▶ [Task]: The whole of the data is to be returned without a single change.

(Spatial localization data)
* * * * *
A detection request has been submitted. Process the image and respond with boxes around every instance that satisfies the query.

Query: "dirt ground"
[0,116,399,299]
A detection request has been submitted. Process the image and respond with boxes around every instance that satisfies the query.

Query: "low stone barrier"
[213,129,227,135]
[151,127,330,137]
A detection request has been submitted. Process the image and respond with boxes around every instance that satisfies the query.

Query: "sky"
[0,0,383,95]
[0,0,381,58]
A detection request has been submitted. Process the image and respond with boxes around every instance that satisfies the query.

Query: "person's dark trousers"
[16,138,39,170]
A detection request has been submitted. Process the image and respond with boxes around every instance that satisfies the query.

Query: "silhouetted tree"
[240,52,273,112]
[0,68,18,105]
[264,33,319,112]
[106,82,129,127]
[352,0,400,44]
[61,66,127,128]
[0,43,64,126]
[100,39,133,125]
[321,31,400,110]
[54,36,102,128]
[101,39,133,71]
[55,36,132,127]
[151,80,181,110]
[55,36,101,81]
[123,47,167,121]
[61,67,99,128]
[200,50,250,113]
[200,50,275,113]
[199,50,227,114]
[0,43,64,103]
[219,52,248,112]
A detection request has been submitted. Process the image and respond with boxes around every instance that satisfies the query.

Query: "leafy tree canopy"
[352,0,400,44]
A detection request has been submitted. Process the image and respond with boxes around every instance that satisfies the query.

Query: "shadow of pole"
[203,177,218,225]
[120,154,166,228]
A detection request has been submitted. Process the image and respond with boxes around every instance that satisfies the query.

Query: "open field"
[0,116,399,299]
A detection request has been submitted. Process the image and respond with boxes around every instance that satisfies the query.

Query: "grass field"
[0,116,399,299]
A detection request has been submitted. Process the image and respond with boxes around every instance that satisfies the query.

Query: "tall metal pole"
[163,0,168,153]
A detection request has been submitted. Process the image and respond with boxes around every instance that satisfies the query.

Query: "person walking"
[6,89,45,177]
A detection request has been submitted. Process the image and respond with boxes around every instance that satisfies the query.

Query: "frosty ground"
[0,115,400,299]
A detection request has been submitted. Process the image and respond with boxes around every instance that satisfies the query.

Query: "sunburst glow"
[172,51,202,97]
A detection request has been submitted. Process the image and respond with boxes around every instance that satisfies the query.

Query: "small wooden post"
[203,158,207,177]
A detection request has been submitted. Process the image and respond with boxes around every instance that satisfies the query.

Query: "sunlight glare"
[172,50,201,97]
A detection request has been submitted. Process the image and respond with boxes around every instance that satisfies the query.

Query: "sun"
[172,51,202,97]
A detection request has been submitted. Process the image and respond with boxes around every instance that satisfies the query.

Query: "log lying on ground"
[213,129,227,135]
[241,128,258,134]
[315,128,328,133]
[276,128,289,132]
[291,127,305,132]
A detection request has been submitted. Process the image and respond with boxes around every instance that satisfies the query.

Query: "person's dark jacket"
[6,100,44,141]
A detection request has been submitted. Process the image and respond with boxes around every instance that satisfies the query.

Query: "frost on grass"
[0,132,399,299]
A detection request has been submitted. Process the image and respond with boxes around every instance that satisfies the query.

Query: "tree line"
* * * * *
▶ [Task solution]:
A detection request has been submitted. Process the image and respond with boxes around every instance that satisfies the query.

Query: "dirt ground"
[0,116,399,299]
A detection request has been submitted. Process the image and respond with boxes around every instance that satisfies the query.

Query: "low stone barrier"
[213,129,227,135]
[151,127,330,137]
A detection request has been submitted. Process the image and respond with boxes around every instance that satisfies the query.

Query: "sky"
[0,0,383,95]
[0,0,381,58]
A detection request has been submitted. Process the image and respond with boxes around every instance that satisfies the query.

Query: "person's dark trousers"
[16,138,39,170]
A detection request has been submitted. Process the image and respond with boxes around every instance that satisfies the query.

Query: "silhouetted tree"
[240,52,273,112]
[0,68,18,105]
[264,33,319,112]
[106,82,129,127]
[352,0,400,44]
[61,66,127,128]
[0,43,64,126]
[100,39,133,125]
[321,31,400,110]
[54,36,102,128]
[101,39,133,71]
[55,36,132,127]
[151,80,181,110]
[55,36,101,81]
[123,47,167,121]
[61,67,99,128]
[200,50,250,113]
[200,50,275,113]
[199,50,227,114]
[0,43,64,103]
[219,52,248,112]
A detection request has been submitted. Process the image and respond with boxes around every instance that satisfies the query.

Query: "leafy tree canopy"
[352,0,400,44]
A detection request has been submitted. Process the image and respond with boxes around every instance that satisfies the query.

Query: "shadow of pole"
[203,177,218,225]
[120,154,166,228]
A detection request has been submitted. Process the image and respond with boxes around every instance that satisfies the query.

Query: "open field"
[0,116,399,299]
A detection request has been submitted. Process the image and respond with boxes around every instance that satisfies the query.

Query: "grass field"
[0,116,399,299]
A detection request has been submitted. Process the image and respond with boxes around every instance that satisfies the query.

Query: "tall metal pole"
[163,0,168,153]
A detection request has been submitted. Process the image and respond with boxes around every instance that satisfies the query.

Query: "person walking"
[6,89,45,177]
A detection request has been submitted. Process the image and respond with boxes around every instance that satisfies the query.

Query: "frosty ground"
[0,115,400,299]
A detection request has been submitted. Process the image and respond with boxes around every instance that satisfies the query.

Query: "sunburst glow"
[172,51,202,97]
A detection request has been submitted. Process the image and respond with boxes around every instance that satisfies the query.

Query: "small wooden post"
[203,158,207,177]
A detection request has been submitted. Process the image and respond with boxes around every instance that satisfies the query.

Query: "sunlight glare"
[172,50,201,97]
A detection request has been submitted. Process the image and respond with boxes around every instance that satisfies the query.

Query: "sun"
[172,51,202,97]
A detection request has been submitted. Process the image and respond with boxes around every instance that satisfies the query.

Query: "log lying on ground"
[213,129,227,135]
[241,128,258,134]
[315,128,328,133]
[276,128,289,132]
[291,127,305,132]
A detection request has been submitted. Process the image and respond with boxes around every instance that satisfies the query.

Query: "person's dark jacket"
[6,100,44,141]
A detection request has been submitted. Process the image and respond with boxes around every instance that satisfies the query.

Query: "frost on grass"
[0,132,399,299]
A detection request has been submitted. Process the image and respond with boxes around every instance that satisfies the query.

Query: "tree line"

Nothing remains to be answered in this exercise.